Below is a block of records; repeat each one exactly.

Point labeling examples
====================

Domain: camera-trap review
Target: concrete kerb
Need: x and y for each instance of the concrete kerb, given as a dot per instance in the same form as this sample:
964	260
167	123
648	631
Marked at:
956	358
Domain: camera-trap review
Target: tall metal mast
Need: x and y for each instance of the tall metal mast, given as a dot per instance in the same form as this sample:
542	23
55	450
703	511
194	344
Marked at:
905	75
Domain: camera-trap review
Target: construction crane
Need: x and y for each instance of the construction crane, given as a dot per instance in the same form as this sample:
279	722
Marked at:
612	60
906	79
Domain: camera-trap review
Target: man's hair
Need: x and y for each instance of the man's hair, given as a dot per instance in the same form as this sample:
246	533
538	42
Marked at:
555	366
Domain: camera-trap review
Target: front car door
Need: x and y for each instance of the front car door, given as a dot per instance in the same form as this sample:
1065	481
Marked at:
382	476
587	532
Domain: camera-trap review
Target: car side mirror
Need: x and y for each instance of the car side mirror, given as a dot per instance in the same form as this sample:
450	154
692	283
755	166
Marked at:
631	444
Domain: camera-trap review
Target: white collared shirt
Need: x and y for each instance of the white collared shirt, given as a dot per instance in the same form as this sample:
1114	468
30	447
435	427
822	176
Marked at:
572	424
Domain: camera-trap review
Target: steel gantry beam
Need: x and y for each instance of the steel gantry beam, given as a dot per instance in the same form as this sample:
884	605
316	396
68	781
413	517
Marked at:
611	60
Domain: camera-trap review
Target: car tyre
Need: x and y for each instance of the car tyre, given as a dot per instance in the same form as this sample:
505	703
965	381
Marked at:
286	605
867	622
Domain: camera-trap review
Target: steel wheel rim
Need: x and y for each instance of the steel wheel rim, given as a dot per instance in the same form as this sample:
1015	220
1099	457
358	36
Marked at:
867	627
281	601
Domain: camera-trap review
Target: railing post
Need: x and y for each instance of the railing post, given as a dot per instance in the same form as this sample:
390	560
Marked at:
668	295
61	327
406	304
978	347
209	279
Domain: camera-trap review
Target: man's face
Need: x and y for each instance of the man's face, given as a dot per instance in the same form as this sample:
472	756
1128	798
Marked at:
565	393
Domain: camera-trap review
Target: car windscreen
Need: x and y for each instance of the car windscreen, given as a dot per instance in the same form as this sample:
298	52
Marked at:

====================

--- ANSWER TO THIS EXERCISE ---
Domain: camera-trap review
Target: concrete kerb
Need: x and y for each instance of the concrete kerb, given as a dot per instance in the same form as this sample:
964	260
167	123
648	631
Marked at:
956	358
Domain: camera-trap review
Target: tall metal mast
Need: x and y for each instance of the tall metal mast, given as a dot per instance in the same form as this sample:
542	23
55	450
703	511
194	344
Marked at:
905	75
Domain: camera-trap review
Target: construction crane
Need: x and y for each instance of the construction crane, given as a dot per instance in the same form as this sample:
279	722
Marked at:
612	60
906	79
Domain: camera-trap review
Target: man's hair
Need: x and y for each instance of the man's hair, given as a dot per instance in the same form as this sample:
246	533
538	42
Marked at:
555	366
Domain: camera-trap review
Target: front car door
Need: x and y for each instance of the front car door, given as a dot per instance in the same form as this sample:
1065	481
Marked at:
382	476
587	532
Domain: camera-trap review
Target: car side mirror
Need: x and y for each instance of the car side mirror, given as a dot per instance in the same form as this sample:
450	154
692	283
755	166
Marked at:
631	444
Domain: camera-trap review
Target: white collared shirt
Need: x and y for each instance of the white collared shirt, given as a dot per instance in the same form as this sample:
1114	468
30	447
435	427
822	176
Marked at:
572	424
Domain: camera-trap review
Target: steel gantry beam
Need: x and y for each instance of the steel gantry beam, given as a dot per instance in the same form as this sample:
884	605
316	396
68	781
413	517
Marked at:
611	60
Domain: camera-trap review
Target: car tyre
Need: x and y for each instance of the car tyre, given as a dot per instance in the same form as this sample:
505	703
965	381
Marked at:
286	605
867	622
Domain: camera-trap review
Target: steel wheel rim
Need: x and y for each instance of the steel wheel rim, given as a dot per instance in the same form as this sample:
1015	220
1099	457
358	36
Marked at:
867	627
281	601
Domain: camera-trap review
Target: railing post
Need: x and y for each instance of the railing post, given as a dot per instance in the same form as this sample:
390	560
Marked at:
668	295
61	327
406	304
978	347
209	279
Domain: camera-trap review
Target: man's face
Need: x and y for each instance of the man's face, given as a dot per instance in the same form as this sample:
472	756
1128	798
Marked at:
565	393
Domain: camera-trap review
Target: car windscreen
Need: x and y for each instance of the car windscreen, given as a dot per instance in the same form as this sample:
298	52
Marked at:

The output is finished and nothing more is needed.